DO THIS:
Show every line below that contains the string "cloud", copying each such line in full.

<<<<

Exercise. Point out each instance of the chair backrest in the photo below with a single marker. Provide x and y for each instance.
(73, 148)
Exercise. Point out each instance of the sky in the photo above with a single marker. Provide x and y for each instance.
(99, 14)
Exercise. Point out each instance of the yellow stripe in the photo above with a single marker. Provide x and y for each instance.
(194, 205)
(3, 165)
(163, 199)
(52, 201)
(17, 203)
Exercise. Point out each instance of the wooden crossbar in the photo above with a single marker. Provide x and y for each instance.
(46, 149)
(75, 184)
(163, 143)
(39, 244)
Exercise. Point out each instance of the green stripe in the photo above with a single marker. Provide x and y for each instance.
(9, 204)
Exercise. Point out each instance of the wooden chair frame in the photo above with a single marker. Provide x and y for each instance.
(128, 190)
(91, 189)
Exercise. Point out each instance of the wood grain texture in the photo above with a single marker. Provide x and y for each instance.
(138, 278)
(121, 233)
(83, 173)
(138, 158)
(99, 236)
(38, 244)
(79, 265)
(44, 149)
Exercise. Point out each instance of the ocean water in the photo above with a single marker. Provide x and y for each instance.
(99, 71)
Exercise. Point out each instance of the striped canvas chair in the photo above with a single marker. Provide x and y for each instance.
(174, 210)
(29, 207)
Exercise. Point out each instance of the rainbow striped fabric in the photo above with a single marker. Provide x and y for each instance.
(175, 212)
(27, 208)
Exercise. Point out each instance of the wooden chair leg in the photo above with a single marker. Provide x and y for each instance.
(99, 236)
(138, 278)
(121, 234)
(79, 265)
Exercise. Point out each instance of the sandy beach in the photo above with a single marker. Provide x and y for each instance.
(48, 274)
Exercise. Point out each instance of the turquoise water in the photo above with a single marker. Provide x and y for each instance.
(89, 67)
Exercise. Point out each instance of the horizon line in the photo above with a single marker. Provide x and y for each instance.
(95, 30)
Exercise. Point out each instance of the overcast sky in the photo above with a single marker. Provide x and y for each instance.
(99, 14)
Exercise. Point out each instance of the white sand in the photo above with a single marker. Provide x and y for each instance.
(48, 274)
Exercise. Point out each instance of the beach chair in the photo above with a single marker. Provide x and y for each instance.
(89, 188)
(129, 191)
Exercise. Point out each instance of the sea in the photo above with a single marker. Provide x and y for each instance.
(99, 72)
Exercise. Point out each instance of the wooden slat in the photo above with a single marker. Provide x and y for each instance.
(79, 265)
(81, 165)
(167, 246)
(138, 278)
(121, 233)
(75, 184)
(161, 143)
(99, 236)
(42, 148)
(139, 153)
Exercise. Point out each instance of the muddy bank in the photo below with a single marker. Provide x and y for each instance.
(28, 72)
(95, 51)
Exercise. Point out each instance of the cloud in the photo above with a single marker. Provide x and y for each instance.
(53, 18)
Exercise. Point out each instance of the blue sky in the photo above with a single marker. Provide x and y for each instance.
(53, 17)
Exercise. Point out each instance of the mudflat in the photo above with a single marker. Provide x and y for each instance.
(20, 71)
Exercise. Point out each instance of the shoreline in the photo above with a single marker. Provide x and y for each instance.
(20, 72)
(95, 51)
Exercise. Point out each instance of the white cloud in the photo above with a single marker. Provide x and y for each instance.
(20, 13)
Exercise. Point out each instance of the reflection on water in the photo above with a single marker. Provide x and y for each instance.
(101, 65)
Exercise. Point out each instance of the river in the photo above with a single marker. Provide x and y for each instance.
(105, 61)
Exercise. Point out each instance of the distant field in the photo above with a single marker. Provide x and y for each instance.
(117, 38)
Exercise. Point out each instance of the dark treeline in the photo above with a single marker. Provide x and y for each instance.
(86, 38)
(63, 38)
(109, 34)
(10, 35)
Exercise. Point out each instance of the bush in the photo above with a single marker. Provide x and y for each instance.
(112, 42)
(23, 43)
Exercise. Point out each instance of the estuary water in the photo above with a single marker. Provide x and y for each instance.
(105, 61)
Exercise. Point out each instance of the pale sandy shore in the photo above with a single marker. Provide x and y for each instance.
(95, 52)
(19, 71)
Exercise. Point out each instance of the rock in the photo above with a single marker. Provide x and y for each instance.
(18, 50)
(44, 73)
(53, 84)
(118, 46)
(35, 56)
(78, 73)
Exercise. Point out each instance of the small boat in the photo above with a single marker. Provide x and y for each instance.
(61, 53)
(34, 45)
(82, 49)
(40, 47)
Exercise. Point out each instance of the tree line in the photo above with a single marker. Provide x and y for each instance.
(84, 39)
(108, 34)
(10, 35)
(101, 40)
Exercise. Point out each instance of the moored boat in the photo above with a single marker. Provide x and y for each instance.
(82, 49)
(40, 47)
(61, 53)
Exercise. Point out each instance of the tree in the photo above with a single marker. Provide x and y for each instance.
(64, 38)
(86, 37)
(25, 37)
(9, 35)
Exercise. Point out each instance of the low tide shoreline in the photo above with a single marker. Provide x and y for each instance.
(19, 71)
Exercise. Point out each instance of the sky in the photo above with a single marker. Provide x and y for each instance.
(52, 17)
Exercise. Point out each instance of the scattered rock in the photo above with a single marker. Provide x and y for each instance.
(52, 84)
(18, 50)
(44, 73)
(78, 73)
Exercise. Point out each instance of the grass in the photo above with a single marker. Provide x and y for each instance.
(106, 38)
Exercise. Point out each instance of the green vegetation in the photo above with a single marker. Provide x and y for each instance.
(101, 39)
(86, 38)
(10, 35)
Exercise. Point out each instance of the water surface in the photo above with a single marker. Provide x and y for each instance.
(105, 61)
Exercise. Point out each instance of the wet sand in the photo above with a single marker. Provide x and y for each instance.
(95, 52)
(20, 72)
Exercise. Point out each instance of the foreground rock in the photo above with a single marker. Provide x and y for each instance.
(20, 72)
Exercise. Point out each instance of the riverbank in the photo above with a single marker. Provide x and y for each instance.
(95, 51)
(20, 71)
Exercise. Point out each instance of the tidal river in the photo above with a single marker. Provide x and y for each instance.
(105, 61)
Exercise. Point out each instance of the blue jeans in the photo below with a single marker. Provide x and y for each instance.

>>>>
<<<<

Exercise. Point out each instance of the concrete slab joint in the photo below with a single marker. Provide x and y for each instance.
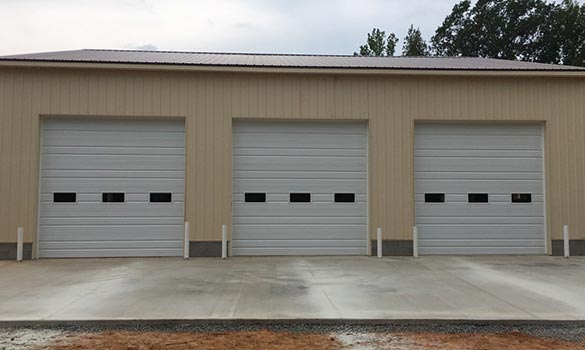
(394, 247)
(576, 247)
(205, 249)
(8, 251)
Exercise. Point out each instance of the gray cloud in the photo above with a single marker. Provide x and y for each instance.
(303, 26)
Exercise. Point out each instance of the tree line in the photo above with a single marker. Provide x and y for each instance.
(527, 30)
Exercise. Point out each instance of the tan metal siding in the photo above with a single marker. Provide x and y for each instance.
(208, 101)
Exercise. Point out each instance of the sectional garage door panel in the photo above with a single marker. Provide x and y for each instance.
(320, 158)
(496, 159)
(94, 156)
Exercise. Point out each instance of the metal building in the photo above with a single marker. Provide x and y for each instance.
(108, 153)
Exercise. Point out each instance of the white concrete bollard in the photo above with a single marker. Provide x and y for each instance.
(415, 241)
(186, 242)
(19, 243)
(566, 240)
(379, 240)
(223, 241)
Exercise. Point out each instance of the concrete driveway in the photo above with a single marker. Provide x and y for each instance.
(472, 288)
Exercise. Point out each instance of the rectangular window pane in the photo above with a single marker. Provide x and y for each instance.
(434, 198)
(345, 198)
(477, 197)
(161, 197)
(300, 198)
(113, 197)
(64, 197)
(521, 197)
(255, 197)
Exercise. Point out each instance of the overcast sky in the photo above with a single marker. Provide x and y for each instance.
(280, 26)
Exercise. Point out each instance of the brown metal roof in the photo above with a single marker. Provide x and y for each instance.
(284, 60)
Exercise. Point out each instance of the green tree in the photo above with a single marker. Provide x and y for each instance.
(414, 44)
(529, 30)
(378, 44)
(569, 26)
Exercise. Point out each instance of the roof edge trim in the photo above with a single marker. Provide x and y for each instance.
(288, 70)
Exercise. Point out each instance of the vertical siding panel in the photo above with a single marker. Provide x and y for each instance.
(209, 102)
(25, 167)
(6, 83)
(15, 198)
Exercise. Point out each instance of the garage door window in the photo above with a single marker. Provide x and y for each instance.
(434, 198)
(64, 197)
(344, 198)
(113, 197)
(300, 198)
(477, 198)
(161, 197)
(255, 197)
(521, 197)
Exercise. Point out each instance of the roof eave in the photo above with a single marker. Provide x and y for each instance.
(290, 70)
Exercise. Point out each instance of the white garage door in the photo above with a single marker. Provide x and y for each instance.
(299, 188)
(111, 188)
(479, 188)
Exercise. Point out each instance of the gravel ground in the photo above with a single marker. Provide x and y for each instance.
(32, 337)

>>>>
<<<<

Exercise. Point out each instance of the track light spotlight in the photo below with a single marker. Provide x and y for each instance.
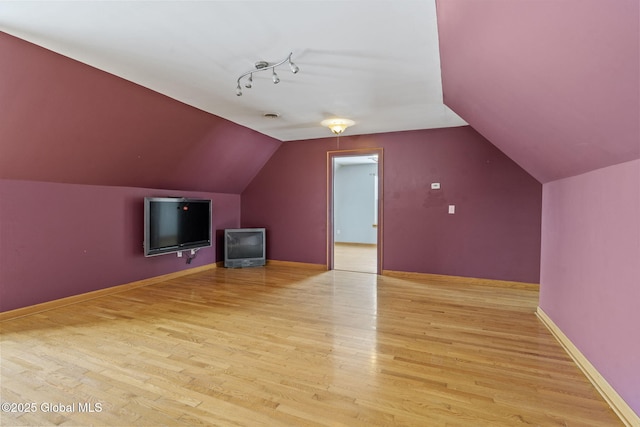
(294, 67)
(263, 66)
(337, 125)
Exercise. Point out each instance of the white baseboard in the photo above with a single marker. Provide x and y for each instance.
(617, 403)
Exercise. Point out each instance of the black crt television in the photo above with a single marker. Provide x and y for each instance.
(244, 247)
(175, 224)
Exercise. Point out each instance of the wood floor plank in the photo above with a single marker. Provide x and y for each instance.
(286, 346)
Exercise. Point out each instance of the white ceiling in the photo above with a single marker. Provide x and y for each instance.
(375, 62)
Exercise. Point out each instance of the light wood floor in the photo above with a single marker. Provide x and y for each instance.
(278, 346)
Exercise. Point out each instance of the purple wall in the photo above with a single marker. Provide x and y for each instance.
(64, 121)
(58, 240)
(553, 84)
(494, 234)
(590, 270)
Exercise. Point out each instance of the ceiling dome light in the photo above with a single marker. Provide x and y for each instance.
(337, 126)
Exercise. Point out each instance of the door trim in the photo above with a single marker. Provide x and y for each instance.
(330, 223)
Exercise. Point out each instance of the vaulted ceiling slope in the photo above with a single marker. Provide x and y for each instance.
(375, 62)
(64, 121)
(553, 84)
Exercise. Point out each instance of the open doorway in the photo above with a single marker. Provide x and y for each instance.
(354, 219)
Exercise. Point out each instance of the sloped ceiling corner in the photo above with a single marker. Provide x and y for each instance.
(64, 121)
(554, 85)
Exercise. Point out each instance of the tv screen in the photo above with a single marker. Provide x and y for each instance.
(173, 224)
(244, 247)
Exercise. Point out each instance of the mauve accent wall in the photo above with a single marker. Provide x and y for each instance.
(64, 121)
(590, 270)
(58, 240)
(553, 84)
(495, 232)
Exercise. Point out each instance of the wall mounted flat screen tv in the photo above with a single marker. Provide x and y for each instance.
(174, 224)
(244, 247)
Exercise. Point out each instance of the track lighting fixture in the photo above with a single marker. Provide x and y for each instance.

>>>>

TASK OUTPUT:
Exercise. Point out each instance of the cloud in the photo above with a single marker. Provide x and y for each instance.
Exercise. Point out each instance of the white cloud in the photo above with a single marker. Provide x and y for each instance.
Exercise. Point out each instance of the gray cloud in the photo above with a single marker. Provide x and y for each instance.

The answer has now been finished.